What this task involves: Reproduce every row from the one containing "the front porch." down through the last row, both ends included and requests kept as they are. Multiply each point coordinate in the answers by 1.9 and round to the nearest whole number, with halves going up.

Material to process:
****

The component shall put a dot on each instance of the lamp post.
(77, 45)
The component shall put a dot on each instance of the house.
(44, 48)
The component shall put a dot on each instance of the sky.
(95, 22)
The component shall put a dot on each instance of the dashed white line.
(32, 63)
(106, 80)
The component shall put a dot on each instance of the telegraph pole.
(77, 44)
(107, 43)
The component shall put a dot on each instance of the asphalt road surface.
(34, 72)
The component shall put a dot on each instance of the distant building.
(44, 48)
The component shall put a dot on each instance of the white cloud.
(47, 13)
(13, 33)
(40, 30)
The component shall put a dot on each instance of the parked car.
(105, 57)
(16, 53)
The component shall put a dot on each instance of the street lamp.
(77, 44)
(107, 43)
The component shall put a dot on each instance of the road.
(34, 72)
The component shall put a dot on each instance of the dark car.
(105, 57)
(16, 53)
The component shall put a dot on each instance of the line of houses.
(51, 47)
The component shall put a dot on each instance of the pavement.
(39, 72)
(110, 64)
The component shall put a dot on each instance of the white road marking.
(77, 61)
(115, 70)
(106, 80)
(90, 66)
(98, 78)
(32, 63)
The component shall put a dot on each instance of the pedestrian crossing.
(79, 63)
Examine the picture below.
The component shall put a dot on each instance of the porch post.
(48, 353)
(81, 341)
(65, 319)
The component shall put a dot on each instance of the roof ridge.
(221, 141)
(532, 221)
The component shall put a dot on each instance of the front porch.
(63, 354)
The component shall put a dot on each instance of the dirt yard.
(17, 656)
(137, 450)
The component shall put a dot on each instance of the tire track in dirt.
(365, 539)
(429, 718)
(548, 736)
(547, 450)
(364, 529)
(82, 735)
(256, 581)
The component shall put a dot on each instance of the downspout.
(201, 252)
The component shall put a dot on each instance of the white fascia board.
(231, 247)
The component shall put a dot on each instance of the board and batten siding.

****

Task solution:
The component shall put a dot on each instance of the front porch.
(120, 673)
The component shall put a dot on each instance of the dirt yard.
(32, 1246)
(260, 855)
The component shall put a dot on each instance of the tire track in dirt.
(694, 1024)
(815, 1364)
(1041, 1398)
(1039, 855)
(692, 1005)
(156, 1397)
(486, 1104)
The component shall put a dot on each instance of the downspout.
(382, 479)
The component shall put a dot on each instance of the white fascia board.
(439, 469)
The component shall put a dot on each instance of the board and batten siding.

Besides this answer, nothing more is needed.